WORK TO DO:
Reproduce each item below word for word, leaving out the pictures.

--- START EXTRACTED DATA ---

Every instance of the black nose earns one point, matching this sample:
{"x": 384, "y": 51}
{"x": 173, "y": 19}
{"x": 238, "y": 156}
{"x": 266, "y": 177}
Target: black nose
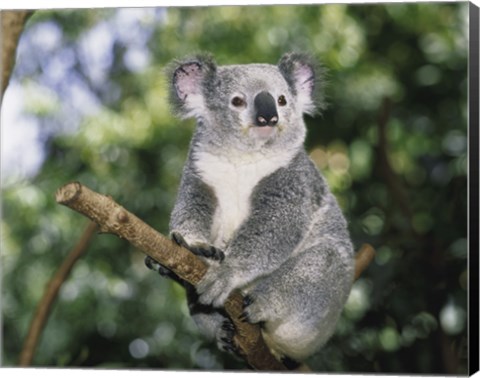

--- END EXTRACTED DATA ---

SOLVED PROBLEM:
Every instance of the black nose earns one point, matching this sample:
{"x": 384, "y": 51}
{"x": 173, "y": 19}
{"x": 238, "y": 156}
{"x": 266, "y": 177}
Target: black nose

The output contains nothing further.